### COMPITO DA SVOLGERE
Ricopia senza modifiche le righe che vanno dall'inizio delle voci fino alla riga contenente "column 716, row 349", entrambi gli estremi inclusi.

### DATI ESTRATTI
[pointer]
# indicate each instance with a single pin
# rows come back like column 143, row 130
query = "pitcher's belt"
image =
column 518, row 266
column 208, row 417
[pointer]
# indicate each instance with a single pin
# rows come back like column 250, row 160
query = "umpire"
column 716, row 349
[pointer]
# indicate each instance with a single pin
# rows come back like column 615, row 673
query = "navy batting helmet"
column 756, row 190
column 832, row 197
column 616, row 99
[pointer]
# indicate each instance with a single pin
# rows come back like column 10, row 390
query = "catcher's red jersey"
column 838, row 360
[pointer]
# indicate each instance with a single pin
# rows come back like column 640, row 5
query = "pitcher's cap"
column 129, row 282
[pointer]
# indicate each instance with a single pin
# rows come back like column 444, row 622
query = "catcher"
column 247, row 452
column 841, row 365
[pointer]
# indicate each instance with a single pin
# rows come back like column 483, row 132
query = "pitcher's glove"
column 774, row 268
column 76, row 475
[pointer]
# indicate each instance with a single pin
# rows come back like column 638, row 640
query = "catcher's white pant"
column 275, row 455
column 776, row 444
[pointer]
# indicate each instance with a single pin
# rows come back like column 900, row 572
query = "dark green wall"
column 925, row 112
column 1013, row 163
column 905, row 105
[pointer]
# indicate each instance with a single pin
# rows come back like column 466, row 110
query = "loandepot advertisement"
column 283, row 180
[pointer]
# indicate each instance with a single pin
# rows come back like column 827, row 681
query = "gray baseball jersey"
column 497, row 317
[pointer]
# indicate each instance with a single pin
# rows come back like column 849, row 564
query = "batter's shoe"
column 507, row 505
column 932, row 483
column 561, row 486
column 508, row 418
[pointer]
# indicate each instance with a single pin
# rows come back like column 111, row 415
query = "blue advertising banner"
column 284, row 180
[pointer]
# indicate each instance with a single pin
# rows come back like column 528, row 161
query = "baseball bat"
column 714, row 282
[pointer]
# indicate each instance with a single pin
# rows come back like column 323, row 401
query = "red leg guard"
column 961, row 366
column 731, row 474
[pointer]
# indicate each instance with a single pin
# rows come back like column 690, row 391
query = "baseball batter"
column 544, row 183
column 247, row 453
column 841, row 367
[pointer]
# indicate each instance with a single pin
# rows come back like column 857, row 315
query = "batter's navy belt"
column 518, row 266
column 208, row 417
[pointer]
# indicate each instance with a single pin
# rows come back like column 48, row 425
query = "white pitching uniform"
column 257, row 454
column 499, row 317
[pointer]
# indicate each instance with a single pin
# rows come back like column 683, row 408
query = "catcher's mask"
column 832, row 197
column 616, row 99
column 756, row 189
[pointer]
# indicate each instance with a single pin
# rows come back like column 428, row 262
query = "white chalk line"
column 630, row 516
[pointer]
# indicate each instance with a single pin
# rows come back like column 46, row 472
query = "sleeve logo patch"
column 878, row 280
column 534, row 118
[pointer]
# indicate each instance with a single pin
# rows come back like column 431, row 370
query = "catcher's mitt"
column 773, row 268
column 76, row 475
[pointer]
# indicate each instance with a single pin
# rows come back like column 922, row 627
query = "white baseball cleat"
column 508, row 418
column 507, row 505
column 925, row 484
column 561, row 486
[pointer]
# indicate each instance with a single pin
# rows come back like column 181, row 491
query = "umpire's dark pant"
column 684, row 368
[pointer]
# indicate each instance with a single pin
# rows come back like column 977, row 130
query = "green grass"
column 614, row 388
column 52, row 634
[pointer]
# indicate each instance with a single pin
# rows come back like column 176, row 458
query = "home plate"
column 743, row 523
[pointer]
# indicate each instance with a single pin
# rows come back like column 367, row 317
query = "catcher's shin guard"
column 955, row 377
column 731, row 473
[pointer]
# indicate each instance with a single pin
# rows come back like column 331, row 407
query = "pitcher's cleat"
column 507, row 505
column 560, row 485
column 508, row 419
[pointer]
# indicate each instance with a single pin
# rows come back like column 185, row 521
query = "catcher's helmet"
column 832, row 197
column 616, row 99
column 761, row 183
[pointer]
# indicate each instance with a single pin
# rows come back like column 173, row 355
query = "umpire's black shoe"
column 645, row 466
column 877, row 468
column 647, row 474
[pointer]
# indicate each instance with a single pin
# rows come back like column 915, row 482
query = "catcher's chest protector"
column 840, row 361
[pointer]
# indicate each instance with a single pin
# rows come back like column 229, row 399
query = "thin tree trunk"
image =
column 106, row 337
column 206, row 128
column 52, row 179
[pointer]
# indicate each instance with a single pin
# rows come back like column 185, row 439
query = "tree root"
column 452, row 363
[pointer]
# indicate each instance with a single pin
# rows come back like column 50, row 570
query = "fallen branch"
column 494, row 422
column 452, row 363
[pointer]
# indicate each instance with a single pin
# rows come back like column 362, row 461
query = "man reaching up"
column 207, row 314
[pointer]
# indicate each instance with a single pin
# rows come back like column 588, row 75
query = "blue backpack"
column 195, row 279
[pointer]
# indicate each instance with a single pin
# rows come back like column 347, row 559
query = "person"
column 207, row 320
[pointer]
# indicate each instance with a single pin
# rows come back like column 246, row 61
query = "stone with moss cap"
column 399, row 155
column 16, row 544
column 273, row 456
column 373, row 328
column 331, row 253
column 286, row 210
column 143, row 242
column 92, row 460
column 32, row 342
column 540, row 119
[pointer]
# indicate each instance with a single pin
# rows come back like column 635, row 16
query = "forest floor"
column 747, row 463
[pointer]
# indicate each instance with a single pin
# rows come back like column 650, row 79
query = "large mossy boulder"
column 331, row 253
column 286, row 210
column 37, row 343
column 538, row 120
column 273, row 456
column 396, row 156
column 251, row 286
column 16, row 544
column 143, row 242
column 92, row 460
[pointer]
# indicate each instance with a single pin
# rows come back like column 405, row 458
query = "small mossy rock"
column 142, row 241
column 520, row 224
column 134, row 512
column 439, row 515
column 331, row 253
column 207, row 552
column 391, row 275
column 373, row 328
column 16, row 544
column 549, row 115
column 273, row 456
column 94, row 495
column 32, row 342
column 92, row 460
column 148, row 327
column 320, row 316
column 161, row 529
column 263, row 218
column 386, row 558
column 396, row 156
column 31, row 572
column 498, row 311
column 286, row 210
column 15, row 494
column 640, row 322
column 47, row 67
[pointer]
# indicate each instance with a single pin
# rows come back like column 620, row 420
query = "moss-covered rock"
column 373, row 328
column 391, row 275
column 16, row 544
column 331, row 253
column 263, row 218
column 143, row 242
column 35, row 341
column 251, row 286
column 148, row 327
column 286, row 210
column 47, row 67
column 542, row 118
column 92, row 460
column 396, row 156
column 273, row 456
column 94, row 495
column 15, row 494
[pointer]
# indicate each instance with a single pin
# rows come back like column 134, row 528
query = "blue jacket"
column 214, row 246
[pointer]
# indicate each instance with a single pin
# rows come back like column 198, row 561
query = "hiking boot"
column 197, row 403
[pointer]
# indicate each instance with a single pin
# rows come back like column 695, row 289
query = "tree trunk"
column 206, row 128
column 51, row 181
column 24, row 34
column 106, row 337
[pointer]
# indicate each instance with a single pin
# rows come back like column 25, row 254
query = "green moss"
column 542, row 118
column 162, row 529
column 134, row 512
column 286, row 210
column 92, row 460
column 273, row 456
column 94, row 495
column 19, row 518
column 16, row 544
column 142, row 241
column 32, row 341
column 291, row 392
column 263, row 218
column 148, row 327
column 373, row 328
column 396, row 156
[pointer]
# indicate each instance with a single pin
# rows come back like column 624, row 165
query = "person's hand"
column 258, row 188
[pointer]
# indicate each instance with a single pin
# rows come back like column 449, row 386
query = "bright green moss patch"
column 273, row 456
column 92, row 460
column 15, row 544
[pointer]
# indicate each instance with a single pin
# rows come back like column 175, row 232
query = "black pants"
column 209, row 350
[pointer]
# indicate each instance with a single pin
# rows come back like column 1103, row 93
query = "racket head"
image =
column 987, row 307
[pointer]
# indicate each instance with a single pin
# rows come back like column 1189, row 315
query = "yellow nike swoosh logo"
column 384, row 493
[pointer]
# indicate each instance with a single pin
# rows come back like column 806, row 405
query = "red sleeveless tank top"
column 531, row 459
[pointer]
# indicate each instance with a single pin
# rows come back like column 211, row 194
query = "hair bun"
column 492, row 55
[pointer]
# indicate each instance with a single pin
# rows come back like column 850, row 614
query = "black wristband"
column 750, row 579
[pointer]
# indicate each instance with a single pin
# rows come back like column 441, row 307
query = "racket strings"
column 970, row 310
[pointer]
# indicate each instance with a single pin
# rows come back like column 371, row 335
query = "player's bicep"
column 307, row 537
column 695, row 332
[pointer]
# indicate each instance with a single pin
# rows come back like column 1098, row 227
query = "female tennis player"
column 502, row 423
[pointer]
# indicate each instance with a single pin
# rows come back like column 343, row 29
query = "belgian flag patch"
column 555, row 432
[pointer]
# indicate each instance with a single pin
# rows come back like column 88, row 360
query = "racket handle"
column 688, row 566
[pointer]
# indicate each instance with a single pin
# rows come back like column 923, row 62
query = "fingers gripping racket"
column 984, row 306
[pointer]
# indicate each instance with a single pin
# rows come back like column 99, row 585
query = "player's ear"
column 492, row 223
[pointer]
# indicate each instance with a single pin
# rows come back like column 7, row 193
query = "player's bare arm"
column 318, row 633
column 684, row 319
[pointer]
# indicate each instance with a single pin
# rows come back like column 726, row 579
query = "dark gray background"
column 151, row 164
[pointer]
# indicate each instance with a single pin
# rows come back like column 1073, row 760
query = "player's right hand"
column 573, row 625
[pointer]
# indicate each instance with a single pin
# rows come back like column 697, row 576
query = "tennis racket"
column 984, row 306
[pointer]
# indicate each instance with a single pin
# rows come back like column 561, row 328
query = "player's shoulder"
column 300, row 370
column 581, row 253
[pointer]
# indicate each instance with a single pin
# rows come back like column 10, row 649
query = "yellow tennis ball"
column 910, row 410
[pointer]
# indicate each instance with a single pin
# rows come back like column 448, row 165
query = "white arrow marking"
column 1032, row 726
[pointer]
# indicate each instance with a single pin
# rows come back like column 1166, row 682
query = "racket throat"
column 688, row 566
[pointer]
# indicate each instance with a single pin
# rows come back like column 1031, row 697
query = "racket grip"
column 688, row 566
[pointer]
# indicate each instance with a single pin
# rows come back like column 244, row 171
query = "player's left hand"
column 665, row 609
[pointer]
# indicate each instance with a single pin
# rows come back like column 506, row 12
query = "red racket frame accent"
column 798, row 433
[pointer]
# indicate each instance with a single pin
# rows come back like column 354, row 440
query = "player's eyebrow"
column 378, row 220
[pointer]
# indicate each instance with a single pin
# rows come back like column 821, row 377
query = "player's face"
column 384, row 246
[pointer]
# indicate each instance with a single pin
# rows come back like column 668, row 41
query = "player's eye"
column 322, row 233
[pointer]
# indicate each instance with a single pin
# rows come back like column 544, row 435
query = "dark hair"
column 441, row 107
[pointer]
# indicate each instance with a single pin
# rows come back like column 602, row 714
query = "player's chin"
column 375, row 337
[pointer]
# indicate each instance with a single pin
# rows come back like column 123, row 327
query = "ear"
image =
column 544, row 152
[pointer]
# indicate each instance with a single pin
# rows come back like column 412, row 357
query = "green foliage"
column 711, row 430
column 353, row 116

### RISPOSTA FINALE
[pointer]
# indicate each instance with a single pin
# rows come back like column 143, row 130
query = "pitcher's belt"
image =
column 518, row 266
column 208, row 417
[pointer]
# indicate each instance with a single pin
# rows come back like column 250, row 160
query = "umpire"
column 716, row 349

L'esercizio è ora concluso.